> [WHAT TO PRODUCE]: Please count the lines in the entries below that contain the word "blue", treating uppercase and lowercase as different, and reply with that number alone.

> [SUPPLIED RECORDS]:
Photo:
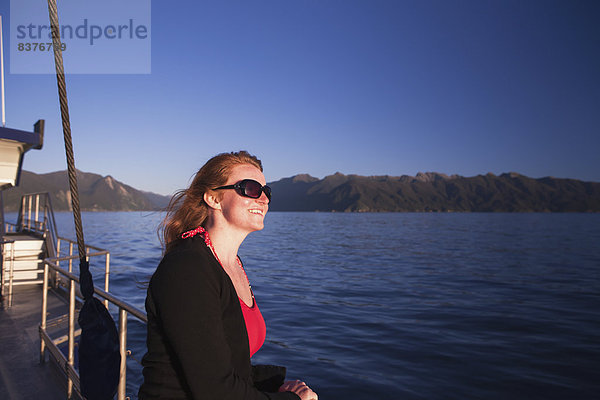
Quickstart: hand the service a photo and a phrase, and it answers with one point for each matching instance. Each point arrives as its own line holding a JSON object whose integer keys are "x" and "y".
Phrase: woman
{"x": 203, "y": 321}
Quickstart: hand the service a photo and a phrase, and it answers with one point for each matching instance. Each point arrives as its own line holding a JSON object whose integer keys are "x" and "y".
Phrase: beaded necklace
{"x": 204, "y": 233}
--
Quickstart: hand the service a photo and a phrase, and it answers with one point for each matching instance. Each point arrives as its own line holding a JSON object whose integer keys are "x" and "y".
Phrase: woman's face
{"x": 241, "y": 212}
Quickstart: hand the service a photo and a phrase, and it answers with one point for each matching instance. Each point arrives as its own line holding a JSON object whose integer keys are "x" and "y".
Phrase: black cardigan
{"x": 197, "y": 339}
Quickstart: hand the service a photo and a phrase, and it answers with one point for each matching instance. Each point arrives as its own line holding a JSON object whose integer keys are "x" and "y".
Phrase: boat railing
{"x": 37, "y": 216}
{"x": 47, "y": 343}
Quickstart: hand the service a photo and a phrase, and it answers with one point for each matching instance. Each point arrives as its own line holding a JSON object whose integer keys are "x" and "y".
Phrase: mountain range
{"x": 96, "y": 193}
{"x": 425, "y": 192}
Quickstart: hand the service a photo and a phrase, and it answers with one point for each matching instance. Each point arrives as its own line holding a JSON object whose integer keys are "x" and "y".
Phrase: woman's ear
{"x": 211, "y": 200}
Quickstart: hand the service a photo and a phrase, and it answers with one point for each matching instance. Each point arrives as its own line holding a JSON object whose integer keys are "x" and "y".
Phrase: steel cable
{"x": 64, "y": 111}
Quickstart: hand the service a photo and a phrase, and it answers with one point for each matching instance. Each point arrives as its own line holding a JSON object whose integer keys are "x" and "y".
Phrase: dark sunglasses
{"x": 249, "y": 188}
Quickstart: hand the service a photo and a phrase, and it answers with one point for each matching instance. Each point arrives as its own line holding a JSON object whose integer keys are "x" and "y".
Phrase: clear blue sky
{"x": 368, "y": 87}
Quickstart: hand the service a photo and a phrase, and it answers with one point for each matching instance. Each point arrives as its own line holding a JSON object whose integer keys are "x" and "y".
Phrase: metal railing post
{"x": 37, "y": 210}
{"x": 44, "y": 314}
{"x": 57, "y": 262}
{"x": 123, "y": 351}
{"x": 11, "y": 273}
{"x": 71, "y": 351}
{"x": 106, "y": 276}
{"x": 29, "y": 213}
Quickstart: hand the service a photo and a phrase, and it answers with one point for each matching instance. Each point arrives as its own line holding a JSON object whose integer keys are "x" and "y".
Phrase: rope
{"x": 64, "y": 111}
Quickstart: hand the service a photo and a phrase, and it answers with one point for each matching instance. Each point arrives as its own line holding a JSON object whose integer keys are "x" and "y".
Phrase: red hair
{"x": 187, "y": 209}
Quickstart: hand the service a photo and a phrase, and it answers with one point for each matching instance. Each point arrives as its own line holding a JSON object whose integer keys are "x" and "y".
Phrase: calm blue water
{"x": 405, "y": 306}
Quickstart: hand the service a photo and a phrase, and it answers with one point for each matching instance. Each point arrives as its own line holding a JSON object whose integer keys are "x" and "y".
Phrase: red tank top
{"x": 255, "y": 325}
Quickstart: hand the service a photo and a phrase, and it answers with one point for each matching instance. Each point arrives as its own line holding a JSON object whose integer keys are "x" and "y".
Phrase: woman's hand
--
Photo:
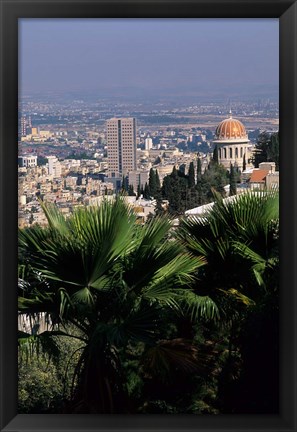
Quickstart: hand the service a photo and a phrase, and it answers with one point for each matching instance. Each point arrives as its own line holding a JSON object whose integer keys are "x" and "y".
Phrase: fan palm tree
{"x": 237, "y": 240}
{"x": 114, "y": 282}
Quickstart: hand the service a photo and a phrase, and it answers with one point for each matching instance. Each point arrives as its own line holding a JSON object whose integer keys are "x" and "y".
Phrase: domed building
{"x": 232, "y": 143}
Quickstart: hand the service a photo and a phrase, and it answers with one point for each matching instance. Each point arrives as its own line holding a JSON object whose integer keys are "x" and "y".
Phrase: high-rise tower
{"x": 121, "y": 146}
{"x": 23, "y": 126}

> [ANSWER IN FULL]: 2